-- EXERCISE REQUIREMENTS --
1. Reproduce word for word the section of the passage on court fees and limitation below, starting with "It was legitimate" and going on through "could be ascertained.".
2. Answer these questions using the passage on court fees and limitation below.
(a) On what date was Mr Wells injured in the road traffic accident?
(b) What was the correct court fee, and how much did the claimant actually pay?
(c) Which rule was clear that proceedings started when the claim form was issued?

-- TEXT PASSAGE --
····················

The defendants arguments here therefore failed with a thump. The judge confirmed in a subsequent costs ruling ([2016] EWHC 3485 (QB)) that he:
… thought that the point being taken by the defendants on the application was thoroughly bad. Whether it is right to describe it as an unarguable [sic] when Miss Lee manfully argued it for most of the day is another question, but it seems to me that it was as close to being unarguable as one is likely to get
Mr Wells was injured in a road traffic accident on 27 September 2012. Proceedings were issued 5 September 2015, and thus in time. The claim form certified that the value of the claim was no more than £15,000. Accordingly, the correct fee was £675, but the claimant inadvertently paid only £455. The Particulars of Claim, which were served in December 2015, indicated that damages were expected to exceed £25,000. The evidence was that this increase reflected difficulties in valuing the claim accurately. The claimant obtained permission to amend the claim form’s value certificate to £25,000 with effect from 24 April 2016, and paid the increased court fee. The defendants alleged that failure to pay the correct fee meant that the claim was statute barred even though it had been issued in time.
HHJ Godsmark QC rejected the defendants’ “far-reaching submission” on a number of grounds:
There was no satisfactory explanation for the status of the proceedings if that were the case. There was no suggestion that the claim was invalid for all purposes, only for the purposes of limitation. Thus the suggestion seemed to be that proceedings issued with the wrong court fee are valid unless limitation is pleaded, and therefore in effect voidable at the defendant’s option. This in turn gave rise to the position where there are multiple defendants some of whom plead limitation and others do not.
It was legitimate for a claimant deliberately to decide to limit the value of a claim: Khiaban v Beard [2003] EWCA Civ 358; [2003] 1 W.L.R. 1626 at [13]. If the position changed, on the defendants’ argument such a claimant would be barred from seeking to amend claim or vulnerable to an application to strike out.
The payment of the appropriate court fee was a matter between the paying party and HMCTS. It was undesirable that it be subject to inter partes scrutiny, possibly at an advanced stage in the litigation or in cases where the fee has been remitted.
In some instances proceedings had to be issued before quantum and thus the correct fee could be ascertained.
CPR 7.2 was clear that proceedings started when the claim form was issued. Neither the rule nor CPR PD 7A mentioned fees.

····················

-- ENTRIES SUPPLIED --
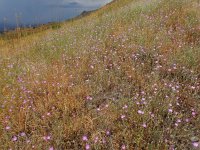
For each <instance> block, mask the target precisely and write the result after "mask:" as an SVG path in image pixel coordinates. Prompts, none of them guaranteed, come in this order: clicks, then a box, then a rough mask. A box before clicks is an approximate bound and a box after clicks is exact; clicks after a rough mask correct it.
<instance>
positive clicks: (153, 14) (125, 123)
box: [0, 0, 200, 150]
mask: <svg viewBox="0 0 200 150" xmlns="http://www.w3.org/2000/svg"><path fill="white" fill-rule="evenodd" d="M199 7H200V5H199V4H198V2H197V1H195V0H152V1H149V0H148V1H147V0H137V1H136V0H135V1H132V0H116V1H114V2H113V3H111V4H110V5H107V6H105V7H104V8H102V9H100V10H98V11H96V12H94V13H92V14H90V15H89V16H86V17H84V18H82V19H78V20H74V21H71V22H67V23H66V24H65V25H63V27H62V28H61V29H57V30H54V31H52V30H48V31H46V32H45V33H43V34H42V33H41V34H40V35H32V36H29V38H28V39H30V40H27V43H26V40H25V39H23V40H22V41H23V45H22V46H21V48H20V51H19V48H18V46H17V45H18V44H19V43H18V44H16V47H9V44H8V45H5V46H4V48H5V47H6V49H7V50H4V48H2V49H1V51H0V52H1V53H2V55H1V56H0V66H1V67H0V107H1V109H0V122H1V123H0V149H51V150H52V149H56V150H57V149H130V150H132V149H153V150H154V149H159V150H164V149H166V150H167V149H180V150H183V149H199V148H200V146H199V145H200V143H199V142H200V141H199V140H200V117H199V113H200V65H199V64H200V59H199V58H200V28H199V27H200V16H199ZM31 40H32V41H31ZM19 45H20V44H19Z"/></svg>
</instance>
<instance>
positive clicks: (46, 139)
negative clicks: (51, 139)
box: [43, 135, 51, 141]
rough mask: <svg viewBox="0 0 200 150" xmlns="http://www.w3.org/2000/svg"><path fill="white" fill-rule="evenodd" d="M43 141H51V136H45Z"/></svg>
mask: <svg viewBox="0 0 200 150" xmlns="http://www.w3.org/2000/svg"><path fill="white" fill-rule="evenodd" d="M43 139H44V140H45V141H48V140H50V139H51V136H49V135H48V136H44V137H43Z"/></svg>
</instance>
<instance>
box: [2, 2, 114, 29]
mask: <svg viewBox="0 0 200 150" xmlns="http://www.w3.org/2000/svg"><path fill="white" fill-rule="evenodd" d="M111 1H112V0H0V31H3V30H4V29H11V28H15V27H17V26H28V25H37V24H44V23H48V22H55V21H63V20H66V19H69V18H73V17H75V16H77V15H79V14H80V13H82V12H83V11H89V10H94V9H97V8H99V7H101V6H103V5H105V4H106V3H109V2H111Z"/></svg>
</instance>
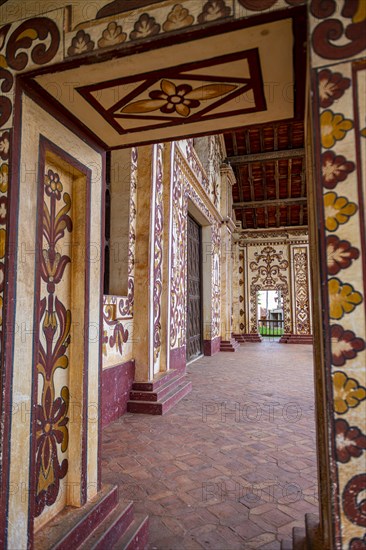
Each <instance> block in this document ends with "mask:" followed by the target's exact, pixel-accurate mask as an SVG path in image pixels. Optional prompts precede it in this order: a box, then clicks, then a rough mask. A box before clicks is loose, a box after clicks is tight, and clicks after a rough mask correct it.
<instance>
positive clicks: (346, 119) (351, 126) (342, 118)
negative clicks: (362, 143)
mask: <svg viewBox="0 0 366 550" xmlns="http://www.w3.org/2000/svg"><path fill="white" fill-rule="evenodd" d="M352 128H353V122H352V120H348V119H347V118H344V116H343V115H342V114H340V113H336V114H333V113H332V111H330V110H329V109H327V110H326V111H323V112H322V114H321V115H320V133H321V142H322V146H323V147H325V148H326V149H329V148H330V147H333V145H334V144H335V142H336V141H339V140H341V139H343V138H344V136H345V135H346V133H347V132H348V131H349V130H351V129H352Z"/></svg>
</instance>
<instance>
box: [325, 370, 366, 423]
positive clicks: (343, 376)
mask: <svg viewBox="0 0 366 550" xmlns="http://www.w3.org/2000/svg"><path fill="white" fill-rule="evenodd" d="M333 391H334V410H335V412H336V413H337V414H344V413H346V412H347V411H348V409H354V408H355V407H357V405H359V403H361V401H363V400H364V399H366V389H365V388H364V387H363V386H360V385H359V384H358V382H357V380H355V379H354V378H348V376H346V375H345V374H344V372H341V371H338V372H336V373H334V375H333Z"/></svg>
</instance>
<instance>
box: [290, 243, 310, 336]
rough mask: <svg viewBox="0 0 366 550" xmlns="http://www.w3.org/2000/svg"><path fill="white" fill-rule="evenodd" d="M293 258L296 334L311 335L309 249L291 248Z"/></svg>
mask: <svg viewBox="0 0 366 550" xmlns="http://www.w3.org/2000/svg"><path fill="white" fill-rule="evenodd" d="M291 256H292V257H291V268H292V293H293V299H294V304H293V325H294V332H295V334H311V312H310V289H309V253H308V248H307V247H306V246H303V247H296V246H294V247H291Z"/></svg>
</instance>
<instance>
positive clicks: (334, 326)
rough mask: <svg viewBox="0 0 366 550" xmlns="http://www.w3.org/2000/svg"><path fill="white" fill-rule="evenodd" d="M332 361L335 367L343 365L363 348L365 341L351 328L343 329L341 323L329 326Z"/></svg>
mask: <svg viewBox="0 0 366 550" xmlns="http://www.w3.org/2000/svg"><path fill="white" fill-rule="evenodd" d="M331 344H332V363H333V365H334V366H335V367H343V365H344V364H345V362H346V361H348V360H349V359H354V358H355V357H356V355H357V353H359V352H360V351H363V350H364V349H365V341H364V340H363V339H362V338H358V337H357V336H356V335H355V333H354V332H353V331H352V330H344V329H343V327H342V326H341V325H332V328H331Z"/></svg>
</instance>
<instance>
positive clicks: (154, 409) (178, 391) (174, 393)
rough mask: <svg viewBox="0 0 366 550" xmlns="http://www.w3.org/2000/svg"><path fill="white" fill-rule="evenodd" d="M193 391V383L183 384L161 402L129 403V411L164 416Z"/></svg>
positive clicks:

····················

-- SOLUTIONS IN ORDER --
1.
It was legitimate for a claimant deliberately to decide to limit the value of a claim: Khiaban v Beard [2003] EWCA Civ 358; [2003] 1 W.L.R. 1626 at [13]. If the position changed, on the defendants’ argument such a claimant would be barred from seeking to amend claim or vulnerable to an application to strike out.
The payment of the appropriate court fee was a matter between the paying party and HMCTS. It was undesirable that it be subject to inter partes scrutiny, possibly at an advanced stage in the litigation or in cases where the fee has been remitted.
In some instances proceedings had to be issued before quantum and thus the correct fee could be ascertained.

2.
(a) 27 September 2012
(b) The correct fee was £675, and the claimant paid only £455.
(c) CPR 7.2